Your goal | Transcribe the material below exactly as it appears.

Stored records |
((
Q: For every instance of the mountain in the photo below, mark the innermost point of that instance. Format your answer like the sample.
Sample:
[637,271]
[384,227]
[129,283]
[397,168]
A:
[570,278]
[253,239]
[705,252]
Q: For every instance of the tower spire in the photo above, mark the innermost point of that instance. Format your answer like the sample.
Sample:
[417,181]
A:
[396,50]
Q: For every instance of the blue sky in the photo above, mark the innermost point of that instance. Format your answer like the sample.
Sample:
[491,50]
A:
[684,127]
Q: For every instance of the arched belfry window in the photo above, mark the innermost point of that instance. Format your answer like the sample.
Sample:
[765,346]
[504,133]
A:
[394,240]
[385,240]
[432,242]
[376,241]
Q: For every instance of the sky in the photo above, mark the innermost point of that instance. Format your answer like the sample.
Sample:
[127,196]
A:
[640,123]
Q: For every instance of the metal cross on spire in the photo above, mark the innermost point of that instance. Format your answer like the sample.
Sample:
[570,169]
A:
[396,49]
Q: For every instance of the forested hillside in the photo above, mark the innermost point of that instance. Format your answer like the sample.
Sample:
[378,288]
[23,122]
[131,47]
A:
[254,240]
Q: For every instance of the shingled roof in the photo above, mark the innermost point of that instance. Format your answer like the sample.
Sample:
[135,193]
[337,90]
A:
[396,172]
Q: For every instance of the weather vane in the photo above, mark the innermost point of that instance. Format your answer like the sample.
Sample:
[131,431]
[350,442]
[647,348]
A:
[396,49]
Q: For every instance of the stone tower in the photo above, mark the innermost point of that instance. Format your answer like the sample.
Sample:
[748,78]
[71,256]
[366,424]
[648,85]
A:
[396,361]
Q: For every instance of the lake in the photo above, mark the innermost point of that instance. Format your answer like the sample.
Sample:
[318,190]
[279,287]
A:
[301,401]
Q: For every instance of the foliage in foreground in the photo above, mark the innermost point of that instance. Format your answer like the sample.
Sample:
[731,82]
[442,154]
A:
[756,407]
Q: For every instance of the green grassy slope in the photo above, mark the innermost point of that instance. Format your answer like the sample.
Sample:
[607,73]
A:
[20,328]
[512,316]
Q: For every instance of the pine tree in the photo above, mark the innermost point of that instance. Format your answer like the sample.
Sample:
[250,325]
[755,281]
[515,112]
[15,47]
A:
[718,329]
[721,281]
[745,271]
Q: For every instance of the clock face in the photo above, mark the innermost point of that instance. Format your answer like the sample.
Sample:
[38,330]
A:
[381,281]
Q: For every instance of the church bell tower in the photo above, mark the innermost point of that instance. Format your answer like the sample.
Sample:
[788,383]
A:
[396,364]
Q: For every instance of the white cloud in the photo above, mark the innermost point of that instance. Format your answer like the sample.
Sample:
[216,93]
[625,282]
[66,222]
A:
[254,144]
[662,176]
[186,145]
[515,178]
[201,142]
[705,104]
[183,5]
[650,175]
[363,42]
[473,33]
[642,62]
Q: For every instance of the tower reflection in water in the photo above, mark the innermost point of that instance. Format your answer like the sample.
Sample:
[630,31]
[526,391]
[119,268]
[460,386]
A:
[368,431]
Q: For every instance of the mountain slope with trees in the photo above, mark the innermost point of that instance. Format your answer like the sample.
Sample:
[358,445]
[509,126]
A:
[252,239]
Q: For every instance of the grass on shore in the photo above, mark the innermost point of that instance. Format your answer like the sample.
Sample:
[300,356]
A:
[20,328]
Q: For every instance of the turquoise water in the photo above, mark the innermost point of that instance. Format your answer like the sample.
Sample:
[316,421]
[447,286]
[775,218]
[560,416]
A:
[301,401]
))
Final answer |
Q: For every instance of the mountain in the photo below, mark the innermost point of that instance. Format your answer like the sample.
Sample:
[637,271]
[384,227]
[129,283]
[397,168]
A:
[570,278]
[253,239]
[705,252]
Q: For every instance of the tower spire in the photo above, mark the innermost point of that instance. Format your answer like the sample.
Sample:
[417,181]
A:
[396,50]
Q: For every instance of the blue sky in the photo above, mark the innermost point of that instance. Format your answer like the sample.
Sample:
[491,50]
A:
[684,127]
Q: For every instance of the arched belfry window in the photo above, mark the innermost point of that instance. Format your answer like the sample.
Sample:
[765,346]
[504,133]
A:
[394,240]
[385,240]
[432,242]
[376,241]
Q: For every instance of the sky in the photo above, mark the innermost point of that instance. Format your answer like the sample.
Sample:
[127,196]
A:
[640,123]
Q: For every instance of the metal cross on spire in the photo above, mark the innermost point of that instance. Format your answer like the sample.
Sample:
[570,169]
A:
[396,49]
Q: For every instance of the forested hillside in the photo above, mark the innermost point of that instance. Format your answer like the sample.
Sample:
[378,288]
[23,122]
[131,47]
A:
[254,240]
Q: For every instance of the shingled roof in the photo above, mark the innermost point of that instance. Format your answer like the sample.
Sample:
[135,193]
[337,90]
A:
[396,172]
Q: For every instance of the weather vane in the photo above, mark the innermost point of that instance. Format your answer like the sample.
Sample:
[131,431]
[350,442]
[647,348]
A:
[396,49]
Q: For every instance of the stone tower in the photo above, mark the innermost point of that instance. Format your answer like the sample.
Sample:
[748,78]
[71,256]
[366,424]
[648,85]
A:
[396,361]
Q: For every instance of the lake in the photo above, mark the innermost point of that instance. Format your answer like the sample.
Sample:
[318,190]
[279,287]
A:
[301,401]
Q: For every instance of the foliage in foreground in the photo above, mark the innermost point of that instance. Format your answer like the sample.
Sample:
[731,82]
[442,154]
A:
[756,407]
Q: For every instance of the green grassy slope in the photo above, mark the innermost point of that instance. Format your answer like the sample.
Sample:
[607,73]
A:
[20,328]
[512,316]
Q: For every instance of the pine tree in the photo above, mark the innermost point of that instance. Format your answer like the sample.
Sample:
[250,325]
[755,281]
[515,112]
[15,47]
A:
[718,329]
[721,281]
[745,271]
Q: For every instance of the clock face in the photo above, mark the innermost point of that instance. Format your answer like the sample.
Sample:
[38,330]
A:
[381,281]
Q: For every instance of the church bell tower in the photo above, mark the innermost point of that instance. Format your answer like the sample.
Sample:
[788,383]
A:
[396,364]
Q: For every instance of the white cloud in the photo above, mark the innermost point of that instance. Format your answer like the sample.
Sample:
[216,93]
[625,282]
[66,222]
A:
[254,144]
[662,176]
[186,145]
[515,178]
[201,142]
[705,104]
[183,5]
[650,175]
[363,42]
[473,33]
[642,62]
Q: For every instance of the tower reflection in water in the photo above, mark the innermost point of that instance. Format your answer like the sample.
Sample:
[630,31]
[526,391]
[119,268]
[460,386]
A:
[368,431]
Q: For every instance of the mountain slope with trees in the photo above, mark the innermost point of that instance. Format your answer like the sample.
Sample:
[358,445]
[509,126]
A:
[252,239]
Q: For every instance of the grass on shore in the photo above, mark the innermost point of that instance. Format your answer like the sample.
Sample:
[300,356]
A:
[20,328]
Q: For every instance of the turquoise water in the photo above, mark the innermost point of that instance. Format your answer like the sample.
Sample:
[316,421]
[447,286]
[775,218]
[560,416]
A:
[301,401]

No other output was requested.